■ Work instructions ■
Search the material for "after" and copy each line in which it is found.

───

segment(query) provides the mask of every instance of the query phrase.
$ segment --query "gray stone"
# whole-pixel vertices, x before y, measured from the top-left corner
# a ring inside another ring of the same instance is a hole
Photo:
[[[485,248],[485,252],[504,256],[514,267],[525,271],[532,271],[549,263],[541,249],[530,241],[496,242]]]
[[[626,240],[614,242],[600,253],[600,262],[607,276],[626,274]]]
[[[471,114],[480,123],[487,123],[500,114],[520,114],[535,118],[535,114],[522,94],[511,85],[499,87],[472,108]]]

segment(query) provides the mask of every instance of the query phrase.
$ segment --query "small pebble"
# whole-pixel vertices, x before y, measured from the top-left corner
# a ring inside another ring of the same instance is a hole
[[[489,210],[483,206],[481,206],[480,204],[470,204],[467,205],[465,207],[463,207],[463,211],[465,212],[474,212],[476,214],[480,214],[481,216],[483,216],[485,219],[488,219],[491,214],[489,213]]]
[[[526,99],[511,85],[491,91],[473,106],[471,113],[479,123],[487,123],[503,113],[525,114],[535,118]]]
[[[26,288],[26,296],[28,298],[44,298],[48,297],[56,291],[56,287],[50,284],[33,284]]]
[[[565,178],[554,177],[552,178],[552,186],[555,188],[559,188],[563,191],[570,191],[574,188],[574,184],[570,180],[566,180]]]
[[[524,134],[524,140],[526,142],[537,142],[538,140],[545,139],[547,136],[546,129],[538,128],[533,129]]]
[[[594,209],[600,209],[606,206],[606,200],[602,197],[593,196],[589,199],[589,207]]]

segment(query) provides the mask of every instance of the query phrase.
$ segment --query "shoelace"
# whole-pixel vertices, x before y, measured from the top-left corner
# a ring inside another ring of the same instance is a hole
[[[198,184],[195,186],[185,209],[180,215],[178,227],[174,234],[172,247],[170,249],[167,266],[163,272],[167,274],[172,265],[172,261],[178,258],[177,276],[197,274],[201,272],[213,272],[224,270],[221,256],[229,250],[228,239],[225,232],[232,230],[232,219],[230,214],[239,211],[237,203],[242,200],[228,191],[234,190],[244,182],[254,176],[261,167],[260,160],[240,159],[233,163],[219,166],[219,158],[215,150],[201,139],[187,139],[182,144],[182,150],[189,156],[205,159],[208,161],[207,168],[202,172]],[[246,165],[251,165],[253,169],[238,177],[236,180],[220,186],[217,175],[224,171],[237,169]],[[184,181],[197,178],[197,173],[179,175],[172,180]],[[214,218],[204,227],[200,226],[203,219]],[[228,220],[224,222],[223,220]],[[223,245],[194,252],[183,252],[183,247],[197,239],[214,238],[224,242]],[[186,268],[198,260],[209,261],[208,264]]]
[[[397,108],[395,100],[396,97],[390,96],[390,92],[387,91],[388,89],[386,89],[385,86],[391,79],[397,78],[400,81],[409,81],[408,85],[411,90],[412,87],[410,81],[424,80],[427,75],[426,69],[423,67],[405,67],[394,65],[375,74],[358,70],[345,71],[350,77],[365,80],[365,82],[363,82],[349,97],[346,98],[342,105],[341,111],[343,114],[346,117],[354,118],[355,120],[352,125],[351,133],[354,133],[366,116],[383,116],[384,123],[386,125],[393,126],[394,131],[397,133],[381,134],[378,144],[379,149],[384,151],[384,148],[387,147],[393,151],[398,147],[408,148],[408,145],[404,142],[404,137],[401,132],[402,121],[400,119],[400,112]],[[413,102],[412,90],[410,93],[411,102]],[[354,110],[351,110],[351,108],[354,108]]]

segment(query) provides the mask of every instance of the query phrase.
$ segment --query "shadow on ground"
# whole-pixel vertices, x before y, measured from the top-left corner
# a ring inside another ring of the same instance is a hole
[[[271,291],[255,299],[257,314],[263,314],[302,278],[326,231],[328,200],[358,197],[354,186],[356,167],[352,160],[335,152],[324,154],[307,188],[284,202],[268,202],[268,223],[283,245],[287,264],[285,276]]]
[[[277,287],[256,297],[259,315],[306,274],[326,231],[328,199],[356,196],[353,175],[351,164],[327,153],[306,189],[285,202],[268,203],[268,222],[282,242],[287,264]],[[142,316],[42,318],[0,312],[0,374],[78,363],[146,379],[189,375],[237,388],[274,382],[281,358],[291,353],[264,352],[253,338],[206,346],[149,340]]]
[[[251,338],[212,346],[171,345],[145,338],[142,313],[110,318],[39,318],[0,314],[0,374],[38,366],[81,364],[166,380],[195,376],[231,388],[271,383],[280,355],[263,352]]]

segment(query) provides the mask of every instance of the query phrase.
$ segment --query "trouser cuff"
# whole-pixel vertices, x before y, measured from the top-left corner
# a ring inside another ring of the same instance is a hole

───

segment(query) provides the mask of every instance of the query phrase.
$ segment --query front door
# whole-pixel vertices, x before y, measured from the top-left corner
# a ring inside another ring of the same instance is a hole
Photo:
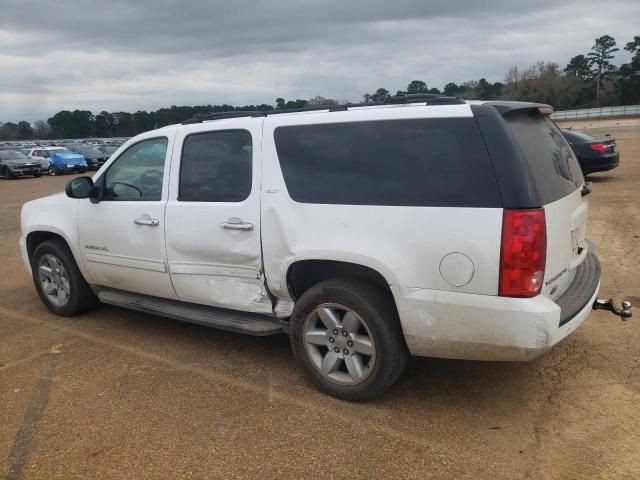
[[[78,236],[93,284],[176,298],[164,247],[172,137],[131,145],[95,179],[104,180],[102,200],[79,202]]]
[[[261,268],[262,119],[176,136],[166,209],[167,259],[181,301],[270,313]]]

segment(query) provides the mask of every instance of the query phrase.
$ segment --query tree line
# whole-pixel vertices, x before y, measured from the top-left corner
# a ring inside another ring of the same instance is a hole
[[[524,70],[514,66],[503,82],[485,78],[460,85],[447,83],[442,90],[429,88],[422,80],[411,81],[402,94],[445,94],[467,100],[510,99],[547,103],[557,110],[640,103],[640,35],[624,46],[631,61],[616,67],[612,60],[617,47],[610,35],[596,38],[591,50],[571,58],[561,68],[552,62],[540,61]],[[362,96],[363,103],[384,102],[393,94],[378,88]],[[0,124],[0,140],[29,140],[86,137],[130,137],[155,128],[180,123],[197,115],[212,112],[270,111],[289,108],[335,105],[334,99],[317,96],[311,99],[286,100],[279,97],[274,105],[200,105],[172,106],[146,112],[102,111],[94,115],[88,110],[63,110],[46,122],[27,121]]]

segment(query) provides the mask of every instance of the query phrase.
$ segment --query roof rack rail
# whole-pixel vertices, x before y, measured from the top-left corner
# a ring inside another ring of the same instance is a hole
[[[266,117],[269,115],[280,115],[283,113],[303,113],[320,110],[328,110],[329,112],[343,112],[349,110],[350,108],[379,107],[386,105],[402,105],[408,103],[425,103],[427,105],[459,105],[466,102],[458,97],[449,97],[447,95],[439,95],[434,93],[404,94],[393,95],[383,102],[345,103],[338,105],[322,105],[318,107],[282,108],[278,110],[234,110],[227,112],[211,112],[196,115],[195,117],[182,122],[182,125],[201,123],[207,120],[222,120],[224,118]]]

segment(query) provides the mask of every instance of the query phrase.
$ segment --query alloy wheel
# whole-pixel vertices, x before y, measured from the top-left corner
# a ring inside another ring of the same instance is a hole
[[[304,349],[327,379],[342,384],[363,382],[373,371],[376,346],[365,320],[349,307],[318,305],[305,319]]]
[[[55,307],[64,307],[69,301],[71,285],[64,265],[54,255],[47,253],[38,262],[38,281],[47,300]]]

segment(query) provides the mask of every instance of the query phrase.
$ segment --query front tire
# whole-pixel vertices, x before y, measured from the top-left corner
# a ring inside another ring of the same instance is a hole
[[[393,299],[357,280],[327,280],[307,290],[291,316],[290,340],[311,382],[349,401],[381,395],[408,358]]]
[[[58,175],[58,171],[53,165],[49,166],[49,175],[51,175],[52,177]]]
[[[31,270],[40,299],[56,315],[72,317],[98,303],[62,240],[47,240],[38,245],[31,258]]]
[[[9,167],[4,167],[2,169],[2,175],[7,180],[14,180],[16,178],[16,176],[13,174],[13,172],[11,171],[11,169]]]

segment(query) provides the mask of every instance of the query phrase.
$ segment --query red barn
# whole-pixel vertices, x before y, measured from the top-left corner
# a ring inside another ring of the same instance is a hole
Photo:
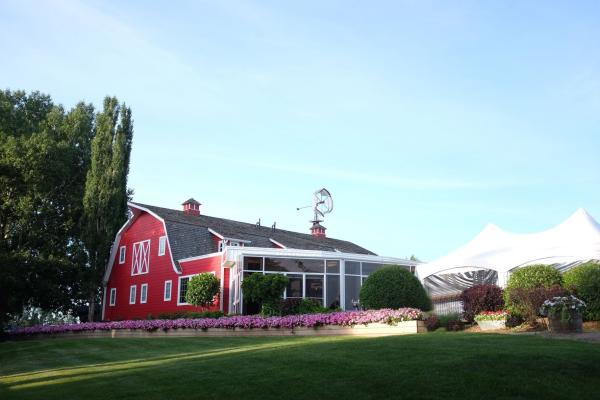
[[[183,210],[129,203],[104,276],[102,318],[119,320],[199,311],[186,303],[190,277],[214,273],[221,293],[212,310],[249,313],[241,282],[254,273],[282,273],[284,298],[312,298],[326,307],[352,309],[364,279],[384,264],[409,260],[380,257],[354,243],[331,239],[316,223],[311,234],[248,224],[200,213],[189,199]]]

───

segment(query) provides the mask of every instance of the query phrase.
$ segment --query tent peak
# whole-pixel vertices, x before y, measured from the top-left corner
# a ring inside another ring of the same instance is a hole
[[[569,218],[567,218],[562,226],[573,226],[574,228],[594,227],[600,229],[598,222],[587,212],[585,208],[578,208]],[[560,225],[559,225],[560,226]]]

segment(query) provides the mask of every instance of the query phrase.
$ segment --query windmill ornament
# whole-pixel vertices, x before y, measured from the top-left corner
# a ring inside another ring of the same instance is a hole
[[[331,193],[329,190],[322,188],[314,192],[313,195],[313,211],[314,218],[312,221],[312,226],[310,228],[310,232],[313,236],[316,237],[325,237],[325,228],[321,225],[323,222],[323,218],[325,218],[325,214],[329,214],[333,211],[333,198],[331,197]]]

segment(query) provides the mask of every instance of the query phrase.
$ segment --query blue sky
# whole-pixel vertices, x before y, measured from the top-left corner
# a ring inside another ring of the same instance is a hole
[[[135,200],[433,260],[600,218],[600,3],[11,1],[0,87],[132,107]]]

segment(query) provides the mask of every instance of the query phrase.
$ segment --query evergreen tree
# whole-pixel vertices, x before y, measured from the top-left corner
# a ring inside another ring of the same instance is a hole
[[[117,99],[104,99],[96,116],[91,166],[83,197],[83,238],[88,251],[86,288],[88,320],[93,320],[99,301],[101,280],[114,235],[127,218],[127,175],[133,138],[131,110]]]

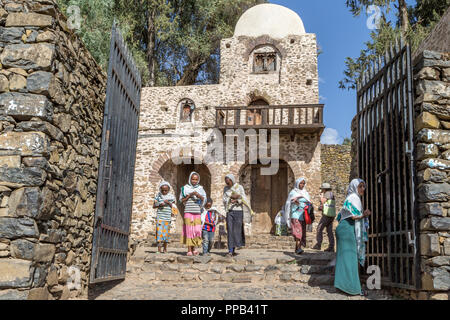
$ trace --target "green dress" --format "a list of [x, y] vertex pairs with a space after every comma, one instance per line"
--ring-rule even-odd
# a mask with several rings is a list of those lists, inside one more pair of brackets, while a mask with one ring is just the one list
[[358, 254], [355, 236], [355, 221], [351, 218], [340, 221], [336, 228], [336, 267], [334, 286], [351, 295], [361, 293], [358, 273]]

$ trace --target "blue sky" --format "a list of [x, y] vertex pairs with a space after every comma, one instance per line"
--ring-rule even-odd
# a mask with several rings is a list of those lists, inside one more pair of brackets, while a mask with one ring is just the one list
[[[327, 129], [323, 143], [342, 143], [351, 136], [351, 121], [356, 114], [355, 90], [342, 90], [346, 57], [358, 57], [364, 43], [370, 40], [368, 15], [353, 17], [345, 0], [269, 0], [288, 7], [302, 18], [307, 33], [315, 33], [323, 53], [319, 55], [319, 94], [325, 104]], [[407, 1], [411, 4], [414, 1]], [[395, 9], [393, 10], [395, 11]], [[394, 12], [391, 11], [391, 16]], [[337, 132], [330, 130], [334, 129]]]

───

■ Solved exercise ■
$ trace --target "green dress" --format "a list of [x, y] vertex pairs with a space after every comma, one instance per line"
$ trace --target "blue sky" --format "a list of [x, y] vertex pairs with a space after every comma, one instance per line"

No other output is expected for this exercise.